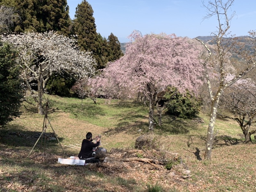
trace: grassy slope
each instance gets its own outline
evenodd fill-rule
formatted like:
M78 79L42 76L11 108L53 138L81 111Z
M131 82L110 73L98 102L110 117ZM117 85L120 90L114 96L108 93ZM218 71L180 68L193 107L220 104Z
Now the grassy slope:
M86 99L82 106L77 99L51 96L50 99L49 119L69 156L77 155L79 149L68 146L79 146L87 132L94 135L101 134L102 146L109 151L113 148L133 148L136 138L147 131L148 109L136 102L98 99L95 105ZM37 139L31 136L41 133L44 118L35 113L34 108L26 107L22 109L24 112L20 118L0 130L0 191L22 191L22 187L38 191L39 187L42 191L73 191L76 188L87 191L92 189L86 186L91 188L98 183L102 187L97 190L93 188L95 191L103 191L107 185L113 191L142 191L146 183L152 182L150 178L136 182L134 179L109 177L86 167L60 166L56 157L51 156L46 156L49 163L40 163L40 158L44 157L36 157L40 145L31 156L33 158L27 157ZM207 122L207 116L199 116ZM256 164L251 160L256 158L255 146L242 142L238 135L242 132L236 122L217 120L215 130L219 133L211 163L201 160L207 123L199 124L164 114L163 122L162 127L156 127L155 133L165 148L179 153L193 175L188 179L172 180L168 184L170 191L256 190ZM138 132L139 129L141 131ZM50 126L46 132L52 132ZM18 133L21 134L17 135ZM63 156L56 142L46 142L45 151L47 154ZM86 186L85 179L89 180ZM159 180L159 183L163 181Z

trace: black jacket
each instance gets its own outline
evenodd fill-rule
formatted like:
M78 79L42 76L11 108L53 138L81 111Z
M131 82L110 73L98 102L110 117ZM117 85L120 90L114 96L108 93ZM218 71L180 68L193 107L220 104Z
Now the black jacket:
M78 157L80 159L92 157L92 148L98 147L99 145L100 141L98 141L96 143L93 143L90 141L84 139L82 142L81 149L78 155Z

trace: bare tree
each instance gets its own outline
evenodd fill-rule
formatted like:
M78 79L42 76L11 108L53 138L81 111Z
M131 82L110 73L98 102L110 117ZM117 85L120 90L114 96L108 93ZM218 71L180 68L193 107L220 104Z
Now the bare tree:
M249 131L251 125L256 123L253 118L256 116L256 82L251 79L240 79L232 85L224 93L220 101L229 108L234 115L218 115L224 118L235 120L244 135L245 142L252 142L251 136L256 130Z
M225 81L225 77L227 75L227 60L231 53L234 52L234 50L236 49L239 45L236 40L236 38L231 37L228 39L225 38L230 35L228 30L230 28L230 21L235 15L235 12L232 12L231 15L228 14L231 6L233 5L234 0L211 0L208 2L208 4L206 5L203 2L203 5L207 10L207 14L204 19L209 19L213 16L216 16L217 19L218 30L212 35L215 37L214 41L217 47L216 53L218 60L215 65L218 65L219 70L216 72L219 81L217 91L212 92L211 86L211 81L209 76L209 69L207 67L208 62L212 56L212 51L206 44L202 41L196 39L204 47L208 52L208 55L205 58L203 65L204 69L205 77L207 81L208 89L212 101L211 114L207 130L207 138L205 145L204 158L210 160L212 150L214 138L213 132L214 125L220 98L224 91L229 86L236 82L238 80L246 75L252 69L255 68L255 58L251 57L246 60L247 66L245 68L237 73L236 75L230 81ZM241 53L239 55L242 56L242 52L237 52ZM231 63L232 64L232 63Z

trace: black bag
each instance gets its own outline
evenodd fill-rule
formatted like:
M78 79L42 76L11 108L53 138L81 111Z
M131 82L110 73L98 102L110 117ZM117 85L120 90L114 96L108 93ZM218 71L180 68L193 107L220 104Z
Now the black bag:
---+---
Reproduce all of the records above verbatim, leaving out the pictures.

trace: grassy slope
each instance gets its own outline
evenodd fill-rule
formatted like:
M78 79L42 76L11 108L53 138L81 111Z
M131 82L110 73L98 102L110 117ZM117 85L120 90L114 96L108 93ZM218 71L180 68L193 107L220 104Z
Now the grassy slope:
M86 99L82 106L77 99L51 96L50 99L49 119L69 156L77 155L79 149L68 146L79 146L87 132L94 135L101 134L102 146L109 151L113 148L133 148L136 138L147 131L148 109L136 102L98 99L95 105ZM37 139L31 136L41 133L44 118L35 113L34 108L26 107L22 109L24 112L20 118L0 130L0 191L22 191L22 187L38 191L39 187L42 191L73 191L76 188L87 191L92 189L86 186L91 188L98 183L102 187L97 190L93 188L95 191L103 191L107 185L113 191L142 191L146 183L152 182L150 178L136 182L134 179L109 177L86 167L60 166L56 157L51 156L46 156L49 163L40 163L40 158L44 157L36 157L40 145L31 156L33 158L27 157ZM207 122L207 116L199 116ZM256 164L251 160L256 158L255 146L242 142L238 135L242 132L236 122L217 120L215 130L219 133L211 163L201 160L207 123L199 124L164 114L163 122L162 127L156 127L155 133L165 148L179 153L193 175L188 179L172 180L168 184L170 191L256 190ZM138 132L139 129L141 131ZM50 126L46 132L52 132ZM18 133L21 134L17 135ZM63 156L56 142L46 142L45 151L47 154ZM86 186L85 179L89 180ZM159 180L159 183L163 181Z

trace: black jacket
each instance gets its own outline
evenodd fill-rule
formatted like:
M78 79L42 76L11 108L53 138L81 111Z
M131 82L110 73L98 102L110 117ZM117 85L120 90L114 96L108 93ZM218 71L180 68L193 107L220 104Z
Now the black jacket:
M78 157L80 159L92 157L92 148L98 147L99 145L100 141L98 141L96 143L93 143L90 141L84 139L82 142L81 149L78 155Z

trace: bare tree
each instance gets its own outline
evenodd fill-rule
formatted like:
M78 79L42 76L11 108L53 138L81 111Z
M131 82L110 73L98 102L110 117ZM117 85L120 90L114 96L108 93ZM218 71L180 68L193 107L220 104Z
Now the bare tree:
M249 131L251 125L256 123L253 118L256 116L256 82L251 79L240 79L232 85L224 93L220 101L229 108L234 115L218 115L224 118L235 120L244 135L245 142L252 142L251 136L256 130Z
M225 81L225 77L227 75L227 60L231 53L234 52L234 50L236 49L239 45L236 40L236 38L231 37L228 39L225 38L230 35L228 30L230 28L230 21L235 15L235 12L232 12L231 15L228 14L231 6L233 5L234 0L211 0L208 2L208 4L206 5L203 2L203 5L207 10L207 14L204 19L209 19L213 16L216 16L217 19L218 30L212 35L215 37L214 41L217 47L216 53L218 60L215 65L218 65L219 70L216 72L219 81L217 91L212 92L211 86L211 81L209 76L209 69L207 67L208 62L212 56L212 51L206 44L202 41L196 39L204 47L208 52L208 55L205 58L203 65L204 69L205 77L207 81L208 89L212 101L211 114L207 130L207 138L205 145L204 158L210 160L212 150L214 138L213 132L214 125L220 98L224 91L229 86L236 82L238 80L246 75L252 69L255 68L255 58L251 57L246 60L247 66L245 68L237 73L236 75L230 81ZM241 53L239 55L242 56L242 52L237 52ZM231 63L232 64L232 63Z

trace: black bag
each instance gets its own outline
evenodd fill-rule
formatted like:
M78 79L42 76L11 108L53 138L81 111Z
M131 82L110 73L98 102L110 117ZM117 85L120 90L114 96L108 93ZM218 71L180 68L193 107L220 104Z
Now the black bag:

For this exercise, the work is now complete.